== Page excerpt ==
BEGIN

Justice of the Indiana Supreme Court
- In office January 1, 1945 – February 25, 1955
- Preceded by: Curtis Shake
- Succeeded by: George Henley

= Frank Gilkison =

American judge (1877–1955)

Francis Earl Gilkison (November 3, 1877 – February 25, 1955) was an American lawyer, politician, and judge who served as a justice of the Indiana Supreme Court from January 1, 1945, to February 25, 1955.

==Biography==
Gilkison was born in Rutherford Township, Martin County, Indiana.

Gilkison received his primary education in a schoolhouse close to home before having to become a boarder to attend secondary school in Shoals and Loogootee.

He received his legal education from the Indiana University Maurer School of Law, entering the school in 1899 and graduating in 1901.

Gilkison returned to Martin County and practiced law in Shoals from 1901 to 1935. From 1907 to 1909, he was a deputy prosecutor.

From 1935 to 1945, Gilkison, a Republican, served as judge of the 49th Circuit Court (comprising Martin and Daviess counties). After becoming a judge, Gilkison's law office in Shoals was taken over by William E. Jenner, a local lawyer who later became a U.S. Senator from Indiana.

Gilkison married Eva Edwards. Their son, Frank Jr. (1926–2015) became a prominent lawyer in Muncie.

END

== Work instructions ==
1 - Repeat word for word the part of the Frank Gilkison biography starting at "Gilkison received his" and ending at "lawyer in Muncie.".
2 - Rewrite all the records below, swapping "silhouette" for "figure" and leaving everything else unchanged.

== Material for the task ==

BEGIN

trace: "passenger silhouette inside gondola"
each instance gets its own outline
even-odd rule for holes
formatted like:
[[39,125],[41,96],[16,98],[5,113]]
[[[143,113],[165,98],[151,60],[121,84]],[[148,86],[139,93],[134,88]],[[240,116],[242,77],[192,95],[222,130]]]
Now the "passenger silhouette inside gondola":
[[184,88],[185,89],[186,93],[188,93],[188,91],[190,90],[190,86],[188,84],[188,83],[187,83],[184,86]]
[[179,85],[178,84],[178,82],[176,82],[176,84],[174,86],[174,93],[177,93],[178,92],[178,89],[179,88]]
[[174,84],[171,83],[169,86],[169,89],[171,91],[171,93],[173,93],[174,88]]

END

== Outputs ==
1 -
Gilkison received his primary education in a schoolhouse close to home before having to become a boarder to attend secondary school in Shoals and Loogootee.

He received his legal education from the Indiana University Maurer School of Law, entering the school in 1899 and graduating in 1901.

Gilkison returned to Martin County and practiced law in Shoals from 1901 to 1935. From 1907 to 1909, he was a deputy prosecutor.

From 1935 to 1945, Gilkison, a Republican, served as judge of the 49th Circuit Court (comprising Martin and Daviess counties). After becoming a judge, Gilkison's law office in Shoals was taken over by William E. Jenner, a local lawyer who later became a U.S. Senator from Indiana.

Gilkison married Eva Edwards. Their son, Frank Jr. (1926–2015) became a prominent lawyer in Muncie.

2 -
trace: "passenger figure inside gondola"
each instance gets its own outline
even-odd rule for holes
formatted like:
[[39,125],[41,96],[16,98],[5,113]]
[[[143,113],[165,98],[151,60],[121,84]],[[148,86],[139,93],[134,88]],[[240,116],[242,77],[192,95],[222,130]]]
Now the "passenger figure inside gondola":
[[184,88],[185,89],[186,93],[188,93],[188,91],[190,90],[190,86],[188,84],[188,83],[187,83],[184,86]]
[[179,85],[178,84],[178,82],[176,82],[176,84],[174,86],[174,93],[177,93],[178,92],[178,89],[179,88]]
[[174,84],[171,83],[169,86],[169,89],[171,91],[171,93],[173,93],[174,88]]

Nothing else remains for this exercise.